> PROBLEM TO SOLVE: Output the following data as a numbered list, omitting any blank lines.

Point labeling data

• • • •

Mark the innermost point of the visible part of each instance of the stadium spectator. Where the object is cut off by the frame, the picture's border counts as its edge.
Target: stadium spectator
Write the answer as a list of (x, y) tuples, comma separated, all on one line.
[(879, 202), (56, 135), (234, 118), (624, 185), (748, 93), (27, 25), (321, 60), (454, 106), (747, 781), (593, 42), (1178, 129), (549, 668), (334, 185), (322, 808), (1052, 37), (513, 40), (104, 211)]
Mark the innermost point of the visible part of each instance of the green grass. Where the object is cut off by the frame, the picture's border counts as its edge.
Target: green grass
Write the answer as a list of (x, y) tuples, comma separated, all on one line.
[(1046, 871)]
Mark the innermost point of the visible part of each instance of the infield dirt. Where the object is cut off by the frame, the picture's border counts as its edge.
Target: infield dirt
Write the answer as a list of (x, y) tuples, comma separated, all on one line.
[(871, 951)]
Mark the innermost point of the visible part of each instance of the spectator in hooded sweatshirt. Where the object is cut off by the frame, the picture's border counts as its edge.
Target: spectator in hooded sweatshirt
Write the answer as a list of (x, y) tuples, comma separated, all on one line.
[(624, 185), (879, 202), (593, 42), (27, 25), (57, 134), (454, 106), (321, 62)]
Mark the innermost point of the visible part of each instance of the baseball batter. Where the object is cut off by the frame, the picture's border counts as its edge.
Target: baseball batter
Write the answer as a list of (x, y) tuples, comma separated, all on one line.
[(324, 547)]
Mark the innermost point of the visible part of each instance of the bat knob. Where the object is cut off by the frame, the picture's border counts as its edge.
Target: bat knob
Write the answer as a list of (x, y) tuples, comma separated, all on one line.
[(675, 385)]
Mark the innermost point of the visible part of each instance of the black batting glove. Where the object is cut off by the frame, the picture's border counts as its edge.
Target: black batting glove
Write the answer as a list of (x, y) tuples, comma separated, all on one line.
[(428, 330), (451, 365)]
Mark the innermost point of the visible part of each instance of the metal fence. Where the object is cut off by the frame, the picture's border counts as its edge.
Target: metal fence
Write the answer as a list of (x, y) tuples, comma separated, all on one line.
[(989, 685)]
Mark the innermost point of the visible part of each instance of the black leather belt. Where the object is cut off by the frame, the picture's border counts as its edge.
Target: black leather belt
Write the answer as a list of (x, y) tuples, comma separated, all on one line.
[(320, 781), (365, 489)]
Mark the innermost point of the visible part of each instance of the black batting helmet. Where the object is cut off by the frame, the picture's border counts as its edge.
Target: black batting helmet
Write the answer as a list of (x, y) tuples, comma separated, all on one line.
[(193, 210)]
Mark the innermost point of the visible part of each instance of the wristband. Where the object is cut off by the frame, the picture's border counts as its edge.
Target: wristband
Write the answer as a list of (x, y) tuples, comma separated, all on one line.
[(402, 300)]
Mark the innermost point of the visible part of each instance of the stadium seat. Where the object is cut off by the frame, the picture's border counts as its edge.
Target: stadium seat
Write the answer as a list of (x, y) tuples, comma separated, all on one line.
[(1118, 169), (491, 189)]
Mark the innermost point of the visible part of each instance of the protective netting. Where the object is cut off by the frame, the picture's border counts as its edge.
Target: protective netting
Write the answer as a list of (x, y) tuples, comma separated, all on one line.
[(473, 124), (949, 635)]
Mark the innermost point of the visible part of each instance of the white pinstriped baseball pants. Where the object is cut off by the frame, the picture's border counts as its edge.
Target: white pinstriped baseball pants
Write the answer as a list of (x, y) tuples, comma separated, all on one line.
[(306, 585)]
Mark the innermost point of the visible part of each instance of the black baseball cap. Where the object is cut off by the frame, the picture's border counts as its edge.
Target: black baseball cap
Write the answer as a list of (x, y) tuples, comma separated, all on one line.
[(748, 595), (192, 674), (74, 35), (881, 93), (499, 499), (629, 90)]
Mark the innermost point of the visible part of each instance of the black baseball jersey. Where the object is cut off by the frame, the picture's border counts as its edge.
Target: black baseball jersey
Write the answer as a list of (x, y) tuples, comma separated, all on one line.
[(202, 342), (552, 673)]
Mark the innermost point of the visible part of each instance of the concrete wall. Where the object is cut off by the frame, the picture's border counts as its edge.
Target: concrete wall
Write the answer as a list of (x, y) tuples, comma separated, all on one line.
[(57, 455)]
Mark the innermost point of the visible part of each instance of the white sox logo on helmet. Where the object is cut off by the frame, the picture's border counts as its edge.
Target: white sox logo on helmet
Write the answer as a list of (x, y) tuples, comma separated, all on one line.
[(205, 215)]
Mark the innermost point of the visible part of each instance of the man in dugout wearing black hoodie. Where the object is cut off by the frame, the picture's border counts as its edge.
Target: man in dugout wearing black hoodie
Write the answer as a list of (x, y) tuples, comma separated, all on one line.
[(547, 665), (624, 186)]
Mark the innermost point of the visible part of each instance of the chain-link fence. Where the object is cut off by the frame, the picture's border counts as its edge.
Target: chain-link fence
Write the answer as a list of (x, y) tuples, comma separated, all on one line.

• • • •

> PROBLEM SOLUTION:
1. Mark the innermost point of the visible part of each instance of the stadium spectator. Where the object is cut off by the frame, the picture's border counts as its edge.
2. Target: stadium spectator
3. Write the answer as a list of (x, y) tuples, comma separated, all on one line.
4. [(879, 202), (56, 135), (234, 118), (624, 185), (748, 93), (27, 25), (321, 60), (454, 106), (747, 781), (593, 42), (1178, 129), (549, 668), (334, 185), (322, 808), (1052, 37), (513, 40), (104, 211)]
5. Mark the innermost point of the visible part of each instance of the green grass. Where the object is cut off by the frame, the picture's border counts as its edge.
6. Target: green grass
7. Write the answer as a list of (x, y) tuples, comma separated, all on one line.
8. [(1046, 871)]
9. Mark the innermost point of the visible part of each instance of the infield dirt. Where the object is cut off by the frame, the picture's border counts as its edge.
10. Target: infield dirt
11. Write the answer as a list of (x, y) tuples, comma separated, all on one line.
12. [(871, 951)]
13. Mark the innermost point of the visible part of each instance of the spectator in hooded sweatshirt. Where the object is cut off by the frame, the picture's border counts as its edge.
14. Target: spectator in hooded sweatshirt
15. Write the answer as a list of (x, y) tuples, comma separated, all on one line.
16. [(624, 185), (879, 202), (593, 42), (27, 25), (57, 134), (454, 106), (321, 62)]
17. Mark the innermost point of the visible part of each instance of the baseball batter. Where the object is cut off by the frame, the picture's border counts as its edge.
18. Target: baseball batter
19. Write the answer as a list of (x, y) tuples, comma separated, all on one line.
20. [(324, 547)]
21. Mark the innermost point of the visible part of each instance of the bat knob. Where the object is cut off by the frame, the picture's border counts as its edge.
22. Target: bat knob
23. Write the answer as a list of (x, y) tuples, comma separated, all on one line.
24. [(675, 385)]
25. Mark the innermost point of the visible part of each instance of the black batting glove. Where the object is cut off by the frame, the picture's border counts as its edge.
26. Target: black batting glove
27. Write the answer as a list of (x, y) tuples, comma separated, all on one line.
28. [(428, 330), (451, 365)]
29. Mark the innermost point of the visible part of each instance of the metal fence. Where the object is cut off by the frame, the picture's border counts as its edge.
30. Target: metal fence
31. Write the answer as a list of (x, y) tuples, comma separated, all on one line.
32. [(989, 685)]
33. Mark the innermost point of the visible part of each instance of the black leather belt. Where the object is cut off by the frame, the picture's border counts as its edge.
34. Target: black leather belt
35. Write the answer as a list of (x, y) tuples, comma separated, all on one line.
36. [(320, 781), (365, 489)]
37. Mark the innermost point of the visible part of each instance of the black batting helmet. Where the object is cut off by the frame, the picture's border counts as its edge.
38. Target: black batting helmet
39. Write the answer as a list of (x, y) tuples, comma separated, all on one line.
40. [(193, 210)]
41. Mark the innermost point of the visible part of each instance of the wristband. Where the object is cut off by the frame, the picture's border counts as its edge.
42. Target: wristband
43. Write the answer as a list of (x, y) tuples, comma separated, all on one line.
44. [(402, 300)]
45. Mark the innermost point of the visible part of each instance of the stadium seat. Where the object is cut off by the frame, the picture's border counts as its edge.
46. Target: stadium seat
47. Write the answer as a list of (x, y) tuples, comma separated, all on one line.
48. [(1118, 169), (491, 189)]
49. Mark the innermost point of the visible part of each instance of the protective netting. Where the object is cut off by the frame, the picture's border counts as its edge.
50. Target: protective netting
51. Write the answer as a list of (x, y) tuples, comma separated, all on one line.
52. [(473, 124), (949, 635)]
53. Mark the innermost point of the visible part of each instance of the white pinstriped baseball pants. Where the object is cut off by the frame, the picture's border counts as its edge.
54. Target: white pinstriped baseball pants
55. Write the answer as a list of (x, y) tuples, comma separated, all on one line.
56. [(306, 585)]
57. Mark the innermost point of the visible part of each instance of the black baseball cap. Where the object is cut off by the frame, the picture's border counts as its edge.
58. Target: black baseball cap
59. Write the answer as a list of (x, y) tuples, comma separated, all on one line.
60. [(748, 595), (192, 674), (74, 35), (881, 93), (499, 499), (629, 90)]
61. Mark the innermost point of the visible part of each instance of the black baseball jersey. Where the object is cut off by the frame, the picture's border counts as its edge.
62. Target: black baseball jersey
63. Write the answer as a list of (x, y) tuples, comma separated, all on one line.
64. [(202, 342), (552, 673)]
65. Mark the innermost point of the visible part of each instance of the concrete wall. Where the object is cut off by the frame, the picture's border counts as its edge.
66. Target: concrete wall
67. Write the answer as a list of (x, y) tuples, comma separated, all on one line.
68. [(57, 455)]
69. Mark the innermost point of the visible part of each instance of the white sox logo on helmet. Where the object is cut off by the frame, the picture's border counts as its edge.
70. Target: white sox logo on helmet
71. Write the answer as a list of (x, y) tuples, comma separated, all on one line.
72. [(205, 215)]
73. Mark the innermost point of the visible part of each instance of the man in dugout wearing black hoodie. Where the object is cut off by the frame, the picture's border counts as its edge.
74. Target: man in dugout wearing black hoodie
75. Write the answer as a list of (x, y) tuples, comma separated, all on one line.
76. [(547, 665), (624, 186)]
77. Mark the innermost point of the visible part of each instance of the chain-link fence. Where the object is cut off by the frame, the picture's border counts as its edge.
78. Target: chain-link fence
79. Write the answer as a list of (x, y) tuples, comma separated, all on one line.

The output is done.